Aim: Convert the data into a two-column CSV with the headers "request" and "points", writing one row for each request. Put the request text in one quoted field and all of its answer coordinates in the other, replacing any line breaks with spaces.

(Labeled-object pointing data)
---

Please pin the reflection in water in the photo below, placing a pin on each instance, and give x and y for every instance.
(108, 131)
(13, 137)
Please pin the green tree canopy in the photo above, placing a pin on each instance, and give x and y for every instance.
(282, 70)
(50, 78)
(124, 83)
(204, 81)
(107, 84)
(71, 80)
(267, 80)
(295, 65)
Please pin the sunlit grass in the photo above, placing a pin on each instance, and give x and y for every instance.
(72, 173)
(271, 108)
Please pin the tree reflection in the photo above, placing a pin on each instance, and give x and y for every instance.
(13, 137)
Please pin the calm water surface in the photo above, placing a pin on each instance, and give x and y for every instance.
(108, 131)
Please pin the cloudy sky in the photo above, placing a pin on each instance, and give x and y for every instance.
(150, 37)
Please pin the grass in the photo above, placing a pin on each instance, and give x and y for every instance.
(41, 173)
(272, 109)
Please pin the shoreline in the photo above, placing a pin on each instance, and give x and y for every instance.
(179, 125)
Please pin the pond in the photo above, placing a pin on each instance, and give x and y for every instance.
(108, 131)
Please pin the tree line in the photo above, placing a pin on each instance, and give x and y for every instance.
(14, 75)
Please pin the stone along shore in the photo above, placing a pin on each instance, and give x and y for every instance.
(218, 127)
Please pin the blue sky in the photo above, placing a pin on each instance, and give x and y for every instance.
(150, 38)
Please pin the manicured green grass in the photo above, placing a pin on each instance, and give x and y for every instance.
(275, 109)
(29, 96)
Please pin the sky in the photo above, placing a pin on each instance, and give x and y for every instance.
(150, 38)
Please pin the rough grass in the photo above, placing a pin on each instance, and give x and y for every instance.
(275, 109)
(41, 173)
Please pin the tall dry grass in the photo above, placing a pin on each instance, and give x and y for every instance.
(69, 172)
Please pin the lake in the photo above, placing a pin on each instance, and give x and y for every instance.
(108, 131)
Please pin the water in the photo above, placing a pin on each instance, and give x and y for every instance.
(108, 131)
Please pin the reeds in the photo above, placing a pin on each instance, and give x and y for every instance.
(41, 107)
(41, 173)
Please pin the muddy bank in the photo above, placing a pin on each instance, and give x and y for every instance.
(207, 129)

---

Answer to the problem:
request,points
"Please pin the reflection in water in the photo below, placing a pin on each instance, and give x and y for every instance.","(108, 131) (13, 137)"
"Please pin the green tree canopy in the photo above, placing a pin on each instance, and give x and y for every instance.","(282, 70) (50, 78) (124, 83) (204, 81) (107, 84) (71, 80) (267, 80) (295, 65)"
"Please pin the sunlit grass in the photo above, placing a pin on each instance, and give x and y for every instance.","(72, 173) (271, 108)"
"Please pin the tree reflection in the photo above, placing a pin on each instance, and give x and y for every instance.","(13, 137)"
"Please pin the calm water surface in the photo above, placing a pin on each instance, and give x and y for every instance.","(108, 131)"
"Please pin the cloudy sky in the photo above, placing a pin on each instance, and give x and y for every instance.","(150, 37)"
"Please pin the grass in the photo above, placing a pin on each instance, and give x and y for every instance.","(41, 173) (272, 109)"
"Please pin the shoreline in the photo above, placing a pin on each instance, and give x and y for every instance.","(179, 125)"
"Please pin the pond in the photo above, placing a pin on each instance, and give x and y for every instance.","(108, 131)"
"Please pin the tree line in the photo above, placing a pin on each instance, and give x and y for every instance.","(14, 75)"
"Please pin the stone along shore in the photo above, placing a pin on each instance, and give x and y for every instance.","(218, 127)"
"Please pin the blue sky in the photo above, placing a pin on each instance, and give x and y for every instance.","(150, 38)"
"Please pin the manicured green grass in the photo above, placing a pin on each instance, and give x and y for every instance.","(275, 109) (29, 96)"
"Please pin the sky in the photo above, placing a pin on each instance, and give x and y for every instance.","(150, 38)"
"Please pin the rough grass in the photo above, placing a pin on each instance, and give x and y for every instance.","(275, 109) (41, 173)"
"Please pin the tall dry grass in the photo above, placing a pin on each instance, and give x and y for every instance.","(69, 172)"
"Please pin the lake in the photo above, placing a pin on each instance, and give x and y for every instance.","(108, 131)"
"Please pin the water in the photo above, placing a pin on each instance, and give x and y for every instance.","(108, 131)"
"Please pin the reeds in the photo above, placing a pin on each instance, and give x and y for every instance.","(41, 107) (41, 173)"
"Please pin the muddy bank in the photo above, placing a pin on each instance, and give x and y for every instance.","(207, 129)"